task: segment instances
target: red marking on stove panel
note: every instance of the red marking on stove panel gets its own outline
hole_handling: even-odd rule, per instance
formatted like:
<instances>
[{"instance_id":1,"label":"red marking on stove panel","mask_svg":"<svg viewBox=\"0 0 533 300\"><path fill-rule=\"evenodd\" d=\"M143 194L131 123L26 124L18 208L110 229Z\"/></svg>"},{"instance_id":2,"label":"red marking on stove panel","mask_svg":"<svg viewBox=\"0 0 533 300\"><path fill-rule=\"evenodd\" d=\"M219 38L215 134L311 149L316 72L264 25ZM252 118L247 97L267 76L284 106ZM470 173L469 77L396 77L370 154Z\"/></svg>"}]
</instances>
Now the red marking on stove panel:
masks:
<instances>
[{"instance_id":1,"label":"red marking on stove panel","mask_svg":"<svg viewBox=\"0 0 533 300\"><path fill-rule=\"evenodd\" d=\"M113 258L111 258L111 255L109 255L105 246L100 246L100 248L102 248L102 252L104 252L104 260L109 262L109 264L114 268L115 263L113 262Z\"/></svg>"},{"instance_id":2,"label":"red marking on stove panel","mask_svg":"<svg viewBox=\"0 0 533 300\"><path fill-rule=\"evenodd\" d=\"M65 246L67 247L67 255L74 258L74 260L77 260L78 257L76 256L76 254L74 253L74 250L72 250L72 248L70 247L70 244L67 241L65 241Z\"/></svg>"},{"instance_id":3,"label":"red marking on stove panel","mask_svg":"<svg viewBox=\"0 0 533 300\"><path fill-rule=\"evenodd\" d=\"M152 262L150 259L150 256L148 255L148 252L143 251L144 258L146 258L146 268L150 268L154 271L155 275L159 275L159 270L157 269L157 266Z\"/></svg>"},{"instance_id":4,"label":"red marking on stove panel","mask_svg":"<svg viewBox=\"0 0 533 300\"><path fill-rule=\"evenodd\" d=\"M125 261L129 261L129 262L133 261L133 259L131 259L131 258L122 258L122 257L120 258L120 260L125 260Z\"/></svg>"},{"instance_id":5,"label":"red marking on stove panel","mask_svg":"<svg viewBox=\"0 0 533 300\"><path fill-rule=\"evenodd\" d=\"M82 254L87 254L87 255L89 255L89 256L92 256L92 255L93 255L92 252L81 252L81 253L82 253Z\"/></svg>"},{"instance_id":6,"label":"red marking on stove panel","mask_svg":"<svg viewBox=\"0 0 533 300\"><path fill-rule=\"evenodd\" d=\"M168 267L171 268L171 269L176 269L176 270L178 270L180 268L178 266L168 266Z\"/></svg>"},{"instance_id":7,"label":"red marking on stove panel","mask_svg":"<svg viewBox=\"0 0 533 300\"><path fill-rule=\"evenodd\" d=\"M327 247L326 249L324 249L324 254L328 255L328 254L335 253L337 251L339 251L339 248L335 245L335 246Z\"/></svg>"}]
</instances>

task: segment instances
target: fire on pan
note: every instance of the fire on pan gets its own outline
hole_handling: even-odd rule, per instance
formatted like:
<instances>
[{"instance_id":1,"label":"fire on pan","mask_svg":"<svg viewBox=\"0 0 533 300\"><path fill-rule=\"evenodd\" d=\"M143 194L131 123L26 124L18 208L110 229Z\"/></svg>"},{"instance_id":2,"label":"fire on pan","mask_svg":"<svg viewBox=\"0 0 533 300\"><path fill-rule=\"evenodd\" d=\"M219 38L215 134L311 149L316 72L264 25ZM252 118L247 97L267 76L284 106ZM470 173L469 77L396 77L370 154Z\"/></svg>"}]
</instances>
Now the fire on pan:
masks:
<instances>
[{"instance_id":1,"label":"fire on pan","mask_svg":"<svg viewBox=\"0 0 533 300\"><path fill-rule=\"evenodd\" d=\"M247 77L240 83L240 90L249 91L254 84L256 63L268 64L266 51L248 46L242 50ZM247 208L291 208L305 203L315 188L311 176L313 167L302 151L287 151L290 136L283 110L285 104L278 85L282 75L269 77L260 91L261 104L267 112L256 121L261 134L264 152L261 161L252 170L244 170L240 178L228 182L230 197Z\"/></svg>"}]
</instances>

════════════════════

| Task to carry out |
Type out the entire listing again, matching every line exactly.

| Exercise response |
task: segment instances
target: red marking on stove panel
note: every instance of the red marking on stove panel gets its own outline
hole_handling: even-odd rule, per instance
formatted like:
<instances>
[{"instance_id":1,"label":"red marking on stove panel","mask_svg":"<svg viewBox=\"0 0 533 300\"><path fill-rule=\"evenodd\" d=\"M143 194L131 123L26 124L18 208L110 229Z\"/></svg>"},{"instance_id":2,"label":"red marking on stove panel","mask_svg":"<svg viewBox=\"0 0 533 300\"><path fill-rule=\"evenodd\" d=\"M219 38L215 134L311 149L316 72L264 25ZM252 118L247 97L267 76L284 106ZM470 173L469 77L396 77L370 154Z\"/></svg>"}]
</instances>
Now the red marking on stove panel:
masks:
<instances>
[{"instance_id":1,"label":"red marking on stove panel","mask_svg":"<svg viewBox=\"0 0 533 300\"><path fill-rule=\"evenodd\" d=\"M113 258L111 258L111 255L109 255L105 246L100 246L100 248L102 248L102 252L104 252L104 260L109 262L109 264L114 268L115 263L113 262Z\"/></svg>"},{"instance_id":2,"label":"red marking on stove panel","mask_svg":"<svg viewBox=\"0 0 533 300\"><path fill-rule=\"evenodd\" d=\"M65 246L67 247L67 255L74 258L74 260L77 260L78 257L76 256L76 254L74 253L74 250L72 250L72 248L70 247L70 244L67 241L65 241Z\"/></svg>"},{"instance_id":3,"label":"red marking on stove panel","mask_svg":"<svg viewBox=\"0 0 533 300\"><path fill-rule=\"evenodd\" d=\"M152 262L150 259L150 256L148 255L148 252L143 251L144 258L146 258L146 268L150 268L154 271L155 275L159 275L159 270L157 269L157 266Z\"/></svg>"},{"instance_id":4,"label":"red marking on stove panel","mask_svg":"<svg viewBox=\"0 0 533 300\"><path fill-rule=\"evenodd\" d=\"M125 261L129 261L129 262L133 261L133 259L131 259L131 258L122 258L122 257L120 258L120 260L125 260Z\"/></svg>"},{"instance_id":5,"label":"red marking on stove panel","mask_svg":"<svg viewBox=\"0 0 533 300\"><path fill-rule=\"evenodd\" d=\"M82 254L87 254L87 255L89 255L89 256L92 256L92 255L93 255L92 252L81 252L81 253L82 253Z\"/></svg>"},{"instance_id":6,"label":"red marking on stove panel","mask_svg":"<svg viewBox=\"0 0 533 300\"><path fill-rule=\"evenodd\" d=\"M168 267L171 268L171 269L176 269L176 270L178 270L180 268L178 266L168 266Z\"/></svg>"},{"instance_id":7,"label":"red marking on stove panel","mask_svg":"<svg viewBox=\"0 0 533 300\"><path fill-rule=\"evenodd\" d=\"M327 247L326 249L324 249L324 254L328 255L328 254L335 253L337 251L339 251L339 248L335 245L335 246Z\"/></svg>"}]
</instances>

task: segment instances
target: fire on pan
note: every instance of the fire on pan gets its own outline
hole_handling: even-odd rule, per instance
formatted like:
<instances>
[{"instance_id":1,"label":"fire on pan","mask_svg":"<svg viewBox=\"0 0 533 300\"><path fill-rule=\"evenodd\" d=\"M143 194L131 123L26 124L18 208L110 229Z\"/></svg>"},{"instance_id":2,"label":"fire on pan","mask_svg":"<svg viewBox=\"0 0 533 300\"><path fill-rule=\"evenodd\" d=\"M219 38L215 134L311 149L316 72L264 25ZM252 118L247 97L267 76L284 106ZM470 173L469 77L396 77L370 154Z\"/></svg>"}]
</instances>
Now the fire on pan:
masks:
<instances>
[{"instance_id":1,"label":"fire on pan","mask_svg":"<svg viewBox=\"0 0 533 300\"><path fill-rule=\"evenodd\" d=\"M247 77L240 83L240 90L249 91L254 84L256 63L268 64L266 51L248 46L242 50ZM247 208L291 208L305 203L315 188L311 176L313 167L302 151L287 151L290 136L283 110L285 104L278 85L282 75L269 77L260 91L261 104L267 112L256 121L261 134L264 152L261 161L252 170L244 170L240 178L228 182L230 197Z\"/></svg>"}]
</instances>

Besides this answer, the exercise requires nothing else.